## Exercise instructions
Your task is to restate the data word for word.

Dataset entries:
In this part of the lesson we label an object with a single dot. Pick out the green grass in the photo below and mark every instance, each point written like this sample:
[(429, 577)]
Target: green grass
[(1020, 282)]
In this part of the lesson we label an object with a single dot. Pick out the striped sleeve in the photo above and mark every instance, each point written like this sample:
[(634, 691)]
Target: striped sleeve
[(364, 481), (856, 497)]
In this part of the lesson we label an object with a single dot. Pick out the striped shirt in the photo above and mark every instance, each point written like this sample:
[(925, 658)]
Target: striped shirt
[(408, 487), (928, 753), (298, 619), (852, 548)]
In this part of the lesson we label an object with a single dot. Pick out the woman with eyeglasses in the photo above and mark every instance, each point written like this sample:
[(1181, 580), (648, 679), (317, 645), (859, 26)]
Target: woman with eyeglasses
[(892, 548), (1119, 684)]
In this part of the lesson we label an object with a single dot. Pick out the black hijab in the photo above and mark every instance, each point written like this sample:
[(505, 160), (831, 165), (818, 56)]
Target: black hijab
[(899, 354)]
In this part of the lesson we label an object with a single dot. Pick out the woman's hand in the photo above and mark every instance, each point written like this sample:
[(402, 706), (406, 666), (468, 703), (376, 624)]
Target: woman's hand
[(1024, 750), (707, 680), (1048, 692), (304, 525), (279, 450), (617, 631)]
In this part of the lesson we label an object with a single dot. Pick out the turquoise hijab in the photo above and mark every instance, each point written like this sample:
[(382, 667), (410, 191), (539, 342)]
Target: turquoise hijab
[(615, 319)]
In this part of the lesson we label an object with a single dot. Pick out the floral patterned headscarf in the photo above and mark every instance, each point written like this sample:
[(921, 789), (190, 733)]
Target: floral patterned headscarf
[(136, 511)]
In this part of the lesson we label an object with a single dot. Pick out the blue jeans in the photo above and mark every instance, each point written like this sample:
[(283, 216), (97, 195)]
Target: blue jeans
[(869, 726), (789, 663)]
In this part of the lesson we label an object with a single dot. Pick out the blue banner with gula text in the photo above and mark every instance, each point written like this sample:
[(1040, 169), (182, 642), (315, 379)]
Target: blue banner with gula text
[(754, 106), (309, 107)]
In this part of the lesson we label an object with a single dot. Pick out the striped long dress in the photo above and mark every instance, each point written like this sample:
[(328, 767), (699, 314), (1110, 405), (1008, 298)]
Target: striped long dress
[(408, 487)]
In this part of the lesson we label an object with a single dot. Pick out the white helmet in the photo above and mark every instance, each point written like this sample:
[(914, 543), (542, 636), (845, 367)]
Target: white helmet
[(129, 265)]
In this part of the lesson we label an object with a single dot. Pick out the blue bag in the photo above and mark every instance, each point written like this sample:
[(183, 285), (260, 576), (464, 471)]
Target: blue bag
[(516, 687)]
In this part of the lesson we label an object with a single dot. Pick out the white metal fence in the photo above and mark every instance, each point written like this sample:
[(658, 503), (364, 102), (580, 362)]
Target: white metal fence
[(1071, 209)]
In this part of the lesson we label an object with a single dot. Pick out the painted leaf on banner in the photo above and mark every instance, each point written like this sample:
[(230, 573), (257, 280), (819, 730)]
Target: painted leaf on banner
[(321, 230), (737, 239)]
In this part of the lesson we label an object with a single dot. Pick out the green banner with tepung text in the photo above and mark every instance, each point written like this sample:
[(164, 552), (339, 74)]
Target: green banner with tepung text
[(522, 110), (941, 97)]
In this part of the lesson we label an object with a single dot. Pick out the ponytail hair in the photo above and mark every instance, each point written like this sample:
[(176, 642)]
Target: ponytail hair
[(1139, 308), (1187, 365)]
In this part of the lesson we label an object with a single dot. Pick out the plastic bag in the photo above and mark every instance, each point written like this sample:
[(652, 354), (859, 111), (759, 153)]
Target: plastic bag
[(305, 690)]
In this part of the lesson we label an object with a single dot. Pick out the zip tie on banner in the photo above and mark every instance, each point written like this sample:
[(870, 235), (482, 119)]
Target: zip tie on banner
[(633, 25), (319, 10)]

## Task output
In this part of the lesson we label an object with a single dot. Pick out the green grass in the photo below and mark every instance, each point written like this sample:
[(429, 577)]
Target: green grass
[(1020, 282)]
In this part of the lesson we label an object with a single dot. Pick out the striped sleeve in the photo above and mark every instance, each point written like this sample:
[(634, 691)]
Target: striped sleeve
[(364, 481), (856, 497)]
In this part of the lesson we label an object with a single dot. Pick out the striped shirt in the photo above and mark every instance, each point written like this sample:
[(925, 658)]
Target: striped shirt
[(408, 487), (928, 753), (298, 619), (852, 548)]
In this part of the lesson we label an object with a single dot. Pick out the woman with eyeglasses in the photo above and mark every instance, each point written like this sample:
[(1181, 580), (648, 679), (317, 645), (859, 26)]
Target: woman with eyeglasses
[(892, 548), (1119, 684)]
In this part of the lesson we label an object with a single dot. Pick out the black hijab in the photo above and mark every instance, each point written like this sample:
[(505, 160), (831, 165), (818, 56)]
Target: black hijab
[(899, 354)]
In this part of the lesson we label an object with a single dot. Pick out the woman's hand in the photo above and mark every instance, each point written like this sample:
[(402, 706), (406, 666), (468, 703), (376, 624)]
Target: woman's hand
[(1024, 750), (707, 680), (1048, 692), (304, 525), (279, 450), (617, 631)]
In this part of the lesson we label an object with a single dot. Pick out the turquoise hijab in the photo above and mark every instance, each point written like this sample:
[(382, 667), (410, 191), (539, 342)]
Target: turquoise hijab
[(615, 319)]
In this part of the lesson we label an object with a single dot. Pick out the floral patterned headscarf in the photo above and mark every instance, each point written like this sample:
[(921, 789), (190, 733)]
Target: floral patterned headscarf
[(136, 511)]
In this part of the lesson we label an object with a single dot. Pick out the blue jeans in the photo above and mark every instance, each point written like this sample:
[(283, 216), (97, 195)]
Target: blue jeans
[(869, 726), (789, 663)]
In this part of the lesson we label an object with a single dot. Pick out the blue banner with gula text in the photo above and mark every instance, each point written like this sample:
[(1040, 169), (182, 642), (315, 379)]
Target: blue banner with gula text
[(754, 106), (309, 107)]
In this part of the lesson we label an object with a single dot. Pick out the striped long dress in the photo above and mark every instance, each point written like this sample:
[(328, 767), (699, 314), (1110, 405), (1008, 298)]
Target: striped long dress
[(408, 487)]
In this part of the lesson we label an object with a single dot. Pick out the white helmet in the photo above and mark every instance, each point written like this sample:
[(914, 543), (542, 636), (845, 367)]
Target: white helmet
[(129, 265)]
In this part of the lesson we label an object with a single dot. Pick out the blue bag in the photo above and mark every instance, each point written like this sample:
[(183, 285), (260, 576), (464, 471)]
Target: blue bag
[(516, 687)]
In this part of the lesson we label an object with a single dot. Pick out the white metal fence in the photo above and mark every instance, each point written like this sample:
[(658, 503), (364, 102), (580, 362)]
Target: white metal fence
[(1071, 209)]
In this part of the lesson we label an object with a single dot. Pick out the painted leaf on banner in the photo above and mark every instance, each point written like this sample:
[(230, 573), (257, 280), (819, 730)]
Target: painted leaf on banner
[(321, 230), (737, 239)]
In this part of the lesson we label an object with a single dot. Pick out the green banner with tepung text in the photo above and mark every instance, each point written like this sample:
[(164, 552), (339, 74)]
Target: green banner with tepung text
[(522, 110), (941, 97)]
In this part of the lesson we label an object with a single dot. Pick out the ponytail hair in the photo above and mark every instance, each point written like this sample:
[(176, 642)]
Target: ponytail hair
[(1139, 308), (1187, 365)]
In this part of the lesson we label an object with a single dot. Pick out the plastic bag in the photo above and mark every instance, each point written like this sample:
[(652, 354), (859, 111), (759, 153)]
Target: plastic bag
[(305, 690)]
In this part of the lesson we label an object with a single dot. Pick out the zip tie on banner in the photo above and mark every instance, each point written like this sample:
[(870, 235), (482, 119)]
Target: zip tie on banner
[(633, 25), (319, 10)]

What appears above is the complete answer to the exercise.